* Text segment:
..............................

Wednesday, December 14, 2005

Psalm 139

It’s not very often that you can pinpoint an exact time that you forever change someone’s life… and I don’t know if it will ever happen to me again.

Over the years we’ve come into contact with hundreds of teens. Some of them have come in and out of our life quickly, stayed for awhile to check out what’s going on, gone on trips with us, made major life decisions, and some haven’t. In 2002 I met a teen, she was a school friend of one of the other students we knew well and started frequenting the Kennel soon after we opened.

She was 16 years old at the time, a typical teenager mostly concerned with her grades and insecure about her looks. There was no father figure in her home, just grandma and a bio father (drunk most of the time). My heart just breaks for these precious teen girls who are ultimately looking for love and acceptance and all too often find it through cheap, superficial encounters with guys who have ulterior motives. I had lost contact with her for a few months.

One sunny day near lunchtime she pulled up to my house and asked me if she could use my phone. So I handed her my cell phone and she walked away for a bit. On this day, I was just on my way out the door, hustling to the next item on my agenda. About 10 minutes later she came back with my phone. As I looked at her, she was clearly very upset, just short of crying. As she walked away I battled in my mind…do I ask if she is ok or do I just let her be and go about my busy schedule? Just as she reached for her car door I had to ask. I asked her who she called and if everything was ok. That’s all it took to open the floodgate holding back her tears.

At first she said she didn’t want to talk about it. As I waited through long awkward silences filled with sobs, I asked again. And again, she’d say she didn’t want to talk about it. I think she already knew what I would say and she couldn’t handle the thought of the reality of my solution. Finally, she told me she had called a doctor in Phoenix to set-up an appointment. I had to probe a little further, “an appointment for what, why, what’s going on?” She mustered up the strength to confess that she was pregnant and that the federal hospital in Whiteriver was going to give her a ride to Phoenix to have her pregnancy terminated.

..............................

[Referring expression pointing records]
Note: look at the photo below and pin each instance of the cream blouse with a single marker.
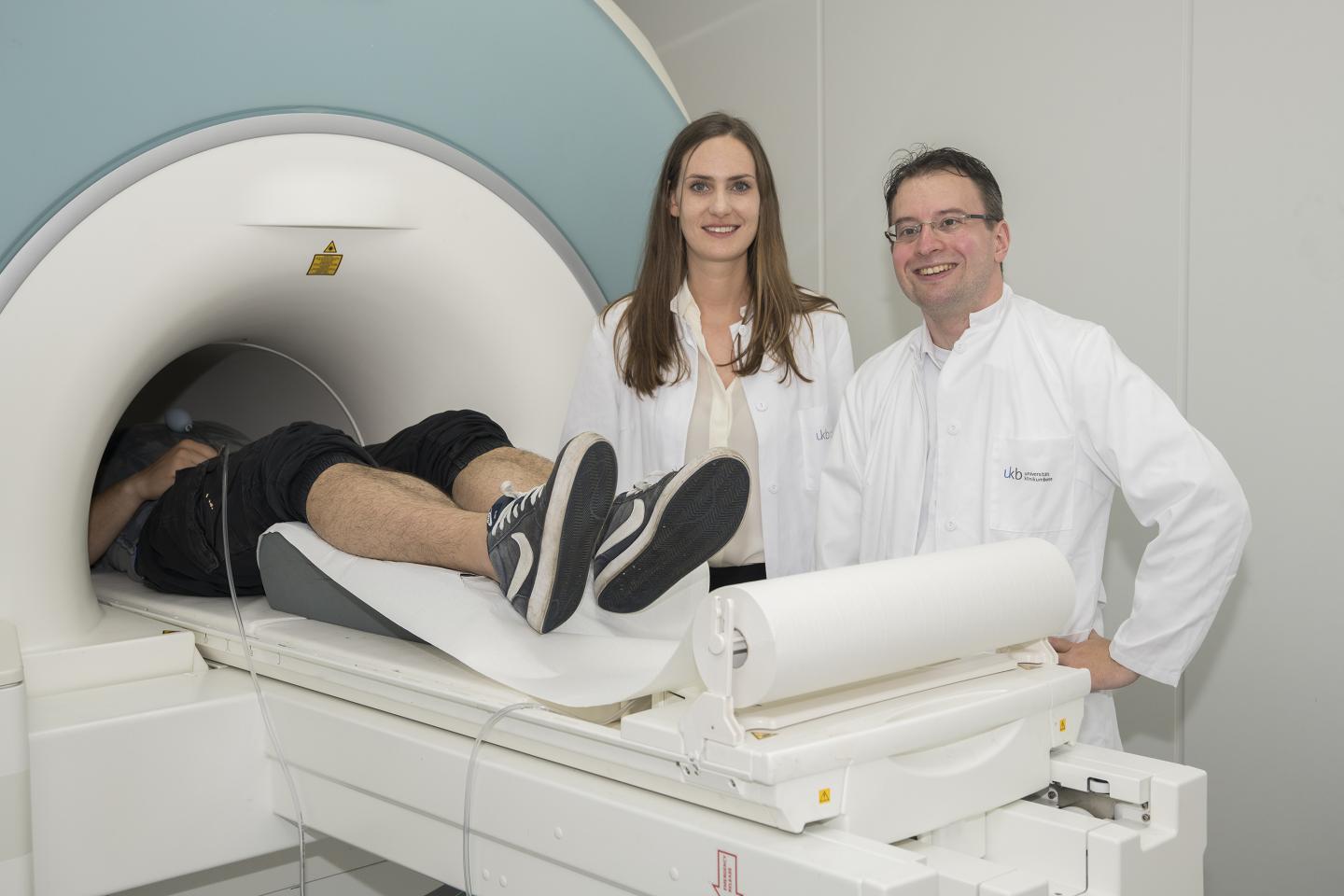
(721, 418)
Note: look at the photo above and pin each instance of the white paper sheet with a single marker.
(820, 630)
(595, 658)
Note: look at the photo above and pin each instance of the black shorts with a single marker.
(180, 547)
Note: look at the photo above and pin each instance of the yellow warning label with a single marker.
(324, 265)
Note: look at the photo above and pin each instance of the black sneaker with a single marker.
(540, 541)
(665, 526)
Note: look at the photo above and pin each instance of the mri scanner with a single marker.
(363, 214)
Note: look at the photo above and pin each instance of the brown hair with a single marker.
(648, 330)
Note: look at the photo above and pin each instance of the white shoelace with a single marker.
(516, 507)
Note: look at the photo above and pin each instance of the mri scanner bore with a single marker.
(451, 491)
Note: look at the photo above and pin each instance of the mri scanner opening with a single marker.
(192, 284)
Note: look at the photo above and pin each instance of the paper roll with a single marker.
(818, 630)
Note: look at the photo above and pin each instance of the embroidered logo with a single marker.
(625, 529)
(523, 568)
(1027, 476)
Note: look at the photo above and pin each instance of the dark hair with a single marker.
(652, 355)
(922, 160)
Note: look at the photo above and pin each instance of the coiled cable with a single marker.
(252, 668)
(470, 780)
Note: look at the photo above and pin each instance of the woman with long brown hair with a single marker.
(718, 349)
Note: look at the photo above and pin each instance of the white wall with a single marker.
(1172, 171)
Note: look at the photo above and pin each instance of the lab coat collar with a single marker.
(983, 323)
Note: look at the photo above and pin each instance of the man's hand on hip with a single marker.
(1093, 654)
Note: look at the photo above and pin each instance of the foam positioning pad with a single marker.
(295, 584)
(595, 658)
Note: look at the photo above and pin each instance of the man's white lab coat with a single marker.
(793, 424)
(1039, 416)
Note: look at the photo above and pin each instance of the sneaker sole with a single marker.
(695, 516)
(580, 496)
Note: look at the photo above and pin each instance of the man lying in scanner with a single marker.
(449, 492)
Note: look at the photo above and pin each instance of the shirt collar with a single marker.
(683, 305)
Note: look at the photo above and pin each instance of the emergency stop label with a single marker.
(327, 262)
(727, 877)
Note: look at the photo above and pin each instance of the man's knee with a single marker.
(293, 457)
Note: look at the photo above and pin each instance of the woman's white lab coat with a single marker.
(793, 421)
(1039, 416)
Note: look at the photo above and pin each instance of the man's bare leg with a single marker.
(477, 486)
(394, 516)
(538, 550)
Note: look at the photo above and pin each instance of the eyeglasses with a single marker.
(907, 231)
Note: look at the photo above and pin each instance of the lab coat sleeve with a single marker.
(1173, 477)
(840, 500)
(839, 363)
(595, 402)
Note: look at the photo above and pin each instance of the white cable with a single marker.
(252, 668)
(470, 779)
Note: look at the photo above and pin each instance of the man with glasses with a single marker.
(999, 418)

..............................

* List of tasks:
**A)** Retype the Psalm 139 blog post word for word, everything from "It’s not very" down to "after we opened.".
**B)** In the Psalm 139 blog post, who lived in the teen's home?
**C)** Proceed with the Psalm 139 blog post from the point where it stops.
These records have no connection to the blog post.

* Responses to the exercise:
**A)**
It’s not very often that you can pinpoint an exact time that you forever change someone’s life… and I don’t know if it will ever happen to me again.

Over the years we’ve come into contact with hundreds of teens. Some of them have come in and out of our life quickly, stayed for awhile to check out what’s going on, gone on trips with us, made major life decisions, and some haven’t. In 2002 I met a teen, she was a school friend of one of the other students we knew well and started frequenting the Kennel soon after we opened.

**B)** Her grandma and her bio father.

**C)**
I just wanted to fast forward her life and show her the joy that her baby would bring her. Sure, kids are a big responsibility and they require self-sacrifice, but, if she only knew…if she only knew. After explaining to her the gravity of her decision and the value of the life inside of her, she promised me that she would come and talk with my wife, Darcy, later. I arranged with Darcy to have videotapes at the house that would educate her better on her decision. We reassured her that we would do anything for her to make the right choice. Abortion isn’t too different from another common tragedy on the reservation, suicide. Both contain a permanent solution to a temporary problem. A lot of times these kids aren’t strong enough, physically or spiritually, to see past the problems in their life and see the hope for tomorrow. Both end precious lives.

It’s in times like this that, if we set ourselves aside, I’m certain God speaks. Thankfully, He uses us, mere mortals, to express the grace and love…and make the plea for those He made with love, design, and purpose. It’s funny that as we move to and fro through life, God places us strategically to speak truth, love, and encouragement to others, but it doesn’t always happen without having built a platform. The relationships that we build through life can be so meaningful. If I hadn’t invested time, spending many hours talking with her, she may have never come over to use my phone that day.

Last month I was playing pool with some kids over at the Kennel. I hadn’t seen her in awhile again. Another friend of hers came over to me and handed me this:

And on back -


In the middle of that day, amongst constant thoughts of wondering how effective we are I realized…God used me. I’m thankful that He placed me in that moment, that day, to intervene. And there I stood, with a pool stick in one hand and this picture in the other. Those words hit me like a freight train. “Thank you…Jevon has been a blessing”, and I thought to myself: It’s not me who deserves any thanks…. How true it is that Jevon is a blessing from God. In the end, she decided to face the potential ridicule her grandmother, friends, and family may give her and keep her baby. She made the right choice. She chose life.